## PASSAGE TO READ:
The discussion on rail is nothing new. But transit leaders in Hillsborough, Pasco, and Pinellas said this time it's different — they’re all on the same page.

“Anytime you can get the elected officials from across the bay coming together to talk about priorities in speaking with one voice I think it’s a fantastic thing,” said Favero.

And, they said the state and the Florida Department of Transportation are on board.

“It was always locally generated, locally developed and the state was kinda sitting on the sidelines, saying well if you do this this and this we make consider helping you,” said Whit Blanton, the Executive Director of Forward Pinellas. “It’s a very different message the state is saying now, we think we need to be engaged, we need to be a partner, and we need to develop a policy of what that looks like going forward.”

In 2011, the state bought 61.5 miles of track in the Orlando area from CSX which is now Sunrail. But Blanton said the Tampa Bay area may not be able to rely on that existing track here.

CSX does not want to sell those CSX owned rail lines right now and that’s a different story than it was six years ago,” he said. “If they’re not willing to sell, I’m not really sure what alternative we have negotiating with CSX.”

Of course, another challenge comes down to money — who will fund the project? Blanton believes the U.S. government will cover 75% of the cost to build, but then the question is who pays to maintain, operate, and keep those tracks viable?

“This is an issue, the funding of operations, it bedevils the transit systems nationally,” said Mikyska. “it’s not exclusive to the Tampa region. And that will be one of the big questions that we have to address going forward.”

The Suncoast Transportation Planning Alliance made up of officials from Pasco, Pinellas and Hillsborough will meet Friday, March 11 to talk more about their plan. The meeting is open to the public.

## AIM:
Transcribe the stretch of the Tampa Bay rail article from "The discussion on" through "are on board.".

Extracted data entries
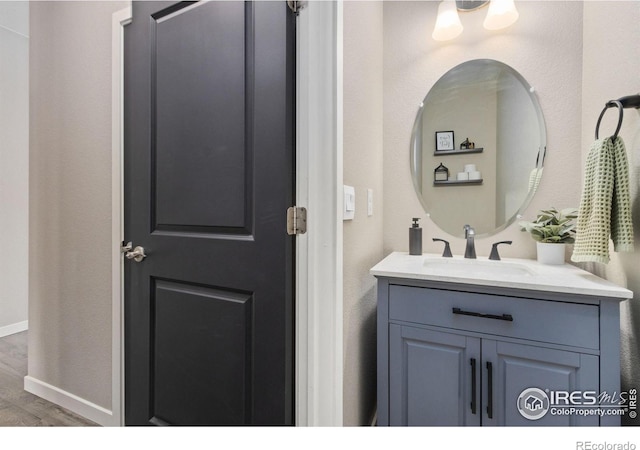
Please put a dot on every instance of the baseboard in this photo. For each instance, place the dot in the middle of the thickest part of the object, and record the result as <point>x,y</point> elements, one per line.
<point>14,328</point>
<point>78,405</point>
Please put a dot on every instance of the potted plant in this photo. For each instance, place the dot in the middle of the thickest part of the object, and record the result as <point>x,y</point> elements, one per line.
<point>550,230</point>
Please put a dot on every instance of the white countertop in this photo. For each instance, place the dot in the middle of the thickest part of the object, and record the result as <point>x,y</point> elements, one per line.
<point>508,272</point>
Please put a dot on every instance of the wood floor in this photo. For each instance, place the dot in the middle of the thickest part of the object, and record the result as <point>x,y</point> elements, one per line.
<point>19,408</point>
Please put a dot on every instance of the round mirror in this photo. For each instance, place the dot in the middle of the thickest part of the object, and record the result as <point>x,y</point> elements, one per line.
<point>478,147</point>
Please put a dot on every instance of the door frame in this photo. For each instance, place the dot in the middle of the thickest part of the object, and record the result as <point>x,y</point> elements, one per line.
<point>318,359</point>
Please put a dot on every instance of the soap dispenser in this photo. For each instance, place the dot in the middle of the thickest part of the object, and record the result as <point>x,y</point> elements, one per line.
<point>415,238</point>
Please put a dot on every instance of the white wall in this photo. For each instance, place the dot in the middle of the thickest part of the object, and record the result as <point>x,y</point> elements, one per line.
<point>362,236</point>
<point>544,46</point>
<point>14,165</point>
<point>70,199</point>
<point>619,47</point>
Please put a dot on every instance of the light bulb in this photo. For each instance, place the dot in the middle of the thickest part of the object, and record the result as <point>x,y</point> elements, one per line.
<point>448,24</point>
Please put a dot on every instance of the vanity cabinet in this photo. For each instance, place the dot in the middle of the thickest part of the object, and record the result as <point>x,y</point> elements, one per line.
<point>460,354</point>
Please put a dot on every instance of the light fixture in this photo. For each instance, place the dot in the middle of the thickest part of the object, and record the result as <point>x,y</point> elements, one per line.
<point>501,14</point>
<point>448,24</point>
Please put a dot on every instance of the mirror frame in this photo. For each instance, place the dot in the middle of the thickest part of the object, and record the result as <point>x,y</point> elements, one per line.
<point>416,147</point>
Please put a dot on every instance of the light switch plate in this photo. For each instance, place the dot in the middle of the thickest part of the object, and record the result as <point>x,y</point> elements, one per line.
<point>349,204</point>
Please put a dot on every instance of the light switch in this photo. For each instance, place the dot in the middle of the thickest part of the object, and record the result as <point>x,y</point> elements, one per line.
<point>349,210</point>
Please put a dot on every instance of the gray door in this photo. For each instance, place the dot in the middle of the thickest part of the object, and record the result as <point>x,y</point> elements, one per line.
<point>434,378</point>
<point>517,368</point>
<point>209,174</point>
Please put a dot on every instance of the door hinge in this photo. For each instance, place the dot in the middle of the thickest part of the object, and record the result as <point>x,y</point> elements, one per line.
<point>296,5</point>
<point>296,220</point>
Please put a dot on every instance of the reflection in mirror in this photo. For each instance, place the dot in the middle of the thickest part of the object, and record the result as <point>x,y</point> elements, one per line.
<point>477,147</point>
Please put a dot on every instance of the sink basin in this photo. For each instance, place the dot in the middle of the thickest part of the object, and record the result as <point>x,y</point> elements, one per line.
<point>473,268</point>
<point>506,273</point>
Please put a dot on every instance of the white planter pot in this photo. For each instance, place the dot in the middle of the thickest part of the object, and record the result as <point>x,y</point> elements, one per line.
<point>550,253</point>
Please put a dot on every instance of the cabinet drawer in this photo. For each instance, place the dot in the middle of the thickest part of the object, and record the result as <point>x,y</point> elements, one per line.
<point>538,320</point>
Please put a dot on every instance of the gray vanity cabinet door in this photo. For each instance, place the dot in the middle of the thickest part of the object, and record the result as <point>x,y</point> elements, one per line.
<point>519,367</point>
<point>430,378</point>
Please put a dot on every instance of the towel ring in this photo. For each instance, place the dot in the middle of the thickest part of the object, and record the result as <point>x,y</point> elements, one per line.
<point>611,104</point>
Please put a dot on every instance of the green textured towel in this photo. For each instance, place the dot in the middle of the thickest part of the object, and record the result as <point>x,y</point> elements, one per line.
<point>605,207</point>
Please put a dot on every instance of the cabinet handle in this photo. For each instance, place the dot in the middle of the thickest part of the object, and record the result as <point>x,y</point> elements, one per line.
<point>473,385</point>
<point>490,390</point>
<point>507,317</point>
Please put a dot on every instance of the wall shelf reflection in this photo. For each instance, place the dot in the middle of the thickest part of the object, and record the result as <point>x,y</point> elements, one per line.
<point>457,182</point>
<point>457,152</point>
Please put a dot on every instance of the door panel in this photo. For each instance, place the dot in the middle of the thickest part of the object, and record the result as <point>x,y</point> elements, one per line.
<point>519,367</point>
<point>209,174</point>
<point>193,49</point>
<point>215,371</point>
<point>431,380</point>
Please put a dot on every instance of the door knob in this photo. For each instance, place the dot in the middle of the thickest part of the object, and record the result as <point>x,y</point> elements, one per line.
<point>137,254</point>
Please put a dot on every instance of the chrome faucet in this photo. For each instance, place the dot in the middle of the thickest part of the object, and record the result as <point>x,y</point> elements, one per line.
<point>470,249</point>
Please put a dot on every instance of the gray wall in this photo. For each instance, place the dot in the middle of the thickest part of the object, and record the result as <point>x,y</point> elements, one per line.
<point>544,46</point>
<point>70,197</point>
<point>602,82</point>
<point>14,165</point>
<point>362,236</point>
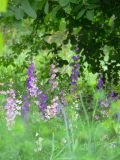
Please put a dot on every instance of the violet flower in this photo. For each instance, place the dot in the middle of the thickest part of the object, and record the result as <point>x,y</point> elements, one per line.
<point>75,72</point>
<point>12,108</point>
<point>100,83</point>
<point>52,110</point>
<point>112,95</point>
<point>31,82</point>
<point>25,109</point>
<point>42,99</point>
<point>53,77</point>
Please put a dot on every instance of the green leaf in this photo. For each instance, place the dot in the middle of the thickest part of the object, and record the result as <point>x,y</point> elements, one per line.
<point>28,9</point>
<point>46,9</point>
<point>19,13</point>
<point>3,5</point>
<point>1,44</point>
<point>63,3</point>
<point>90,15</point>
<point>81,13</point>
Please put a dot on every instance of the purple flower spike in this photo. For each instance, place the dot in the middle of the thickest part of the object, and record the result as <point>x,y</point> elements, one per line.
<point>75,73</point>
<point>31,82</point>
<point>74,58</point>
<point>100,83</point>
<point>77,49</point>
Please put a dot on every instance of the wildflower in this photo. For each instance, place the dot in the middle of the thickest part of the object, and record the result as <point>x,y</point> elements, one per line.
<point>75,72</point>
<point>52,110</point>
<point>25,109</point>
<point>38,142</point>
<point>42,99</point>
<point>77,49</point>
<point>12,108</point>
<point>31,82</point>
<point>100,83</point>
<point>53,77</point>
<point>62,97</point>
<point>113,95</point>
<point>104,103</point>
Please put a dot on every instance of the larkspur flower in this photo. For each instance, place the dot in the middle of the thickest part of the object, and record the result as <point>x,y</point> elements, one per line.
<point>25,108</point>
<point>42,99</point>
<point>75,72</point>
<point>100,83</point>
<point>113,95</point>
<point>31,82</point>
<point>12,107</point>
<point>52,110</point>
<point>53,77</point>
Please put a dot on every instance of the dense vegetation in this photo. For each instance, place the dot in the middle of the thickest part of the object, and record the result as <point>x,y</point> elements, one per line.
<point>59,79</point>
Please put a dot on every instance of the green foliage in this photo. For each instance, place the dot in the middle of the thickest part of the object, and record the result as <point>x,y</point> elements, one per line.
<point>3,5</point>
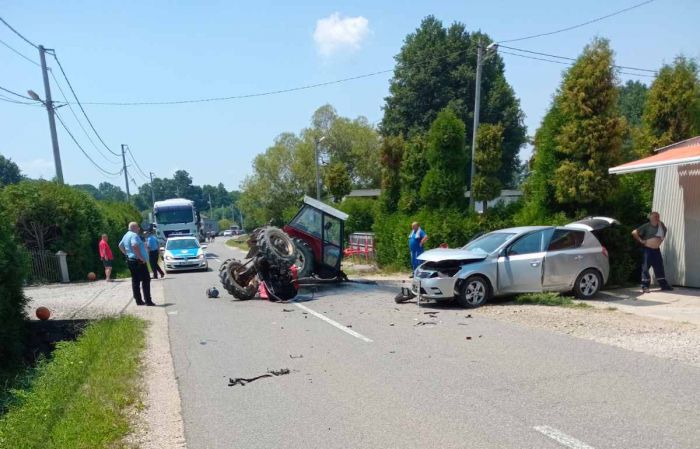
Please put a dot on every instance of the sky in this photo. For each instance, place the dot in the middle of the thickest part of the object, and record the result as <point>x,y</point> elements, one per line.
<point>131,51</point>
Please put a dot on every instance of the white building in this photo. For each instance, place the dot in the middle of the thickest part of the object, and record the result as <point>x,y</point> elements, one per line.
<point>677,199</point>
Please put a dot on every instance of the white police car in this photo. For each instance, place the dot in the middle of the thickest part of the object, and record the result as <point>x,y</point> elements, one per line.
<point>184,253</point>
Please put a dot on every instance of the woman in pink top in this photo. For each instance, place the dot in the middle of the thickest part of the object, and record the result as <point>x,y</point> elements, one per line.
<point>106,257</point>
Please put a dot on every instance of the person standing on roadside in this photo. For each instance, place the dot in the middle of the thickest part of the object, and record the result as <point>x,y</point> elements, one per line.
<point>106,257</point>
<point>651,235</point>
<point>416,241</point>
<point>133,248</point>
<point>154,255</point>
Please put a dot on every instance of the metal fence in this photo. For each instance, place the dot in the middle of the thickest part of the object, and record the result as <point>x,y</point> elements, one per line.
<point>45,267</point>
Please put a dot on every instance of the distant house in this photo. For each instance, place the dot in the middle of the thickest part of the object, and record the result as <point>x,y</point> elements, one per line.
<point>364,193</point>
<point>506,197</point>
<point>677,199</point>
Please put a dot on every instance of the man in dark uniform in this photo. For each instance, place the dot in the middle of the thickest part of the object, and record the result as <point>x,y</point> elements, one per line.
<point>651,235</point>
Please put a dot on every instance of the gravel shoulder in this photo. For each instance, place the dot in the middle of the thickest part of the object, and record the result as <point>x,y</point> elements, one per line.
<point>661,338</point>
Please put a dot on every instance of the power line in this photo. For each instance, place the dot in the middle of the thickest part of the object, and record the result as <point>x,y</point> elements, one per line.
<point>573,59</point>
<point>138,167</point>
<point>19,34</point>
<point>239,97</point>
<point>53,53</point>
<point>19,53</point>
<point>573,27</point>
<point>106,172</point>
<point>78,120</point>
<point>16,94</point>
<point>566,63</point>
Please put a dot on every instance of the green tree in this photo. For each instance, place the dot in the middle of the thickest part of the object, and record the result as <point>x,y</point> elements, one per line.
<point>443,185</point>
<point>436,68</point>
<point>486,185</point>
<point>338,181</point>
<point>672,109</point>
<point>414,167</point>
<point>590,139</point>
<point>9,172</point>
<point>391,154</point>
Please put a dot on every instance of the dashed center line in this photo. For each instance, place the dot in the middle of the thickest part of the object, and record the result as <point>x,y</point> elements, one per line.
<point>562,438</point>
<point>334,323</point>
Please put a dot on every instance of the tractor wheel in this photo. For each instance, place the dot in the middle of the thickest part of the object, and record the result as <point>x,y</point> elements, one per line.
<point>277,247</point>
<point>305,258</point>
<point>231,281</point>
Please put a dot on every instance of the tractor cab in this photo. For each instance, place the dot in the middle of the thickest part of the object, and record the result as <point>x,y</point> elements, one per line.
<point>318,233</point>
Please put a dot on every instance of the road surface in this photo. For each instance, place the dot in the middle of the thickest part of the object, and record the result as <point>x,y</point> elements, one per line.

## EXERCISE RESPONSE:
The discussion on rail is nothing new. But transit leaders in Hillsborough, Pasco, and Pinellas said this time it's different — they’re all on the same page.

“Anytime you can get the elected officials from across the bay coming together to talk about priorities in speaking with one voice I think it’s a fantastic thing,” said Favero.

And, they said the state and the Florida Department of Transportation are on board.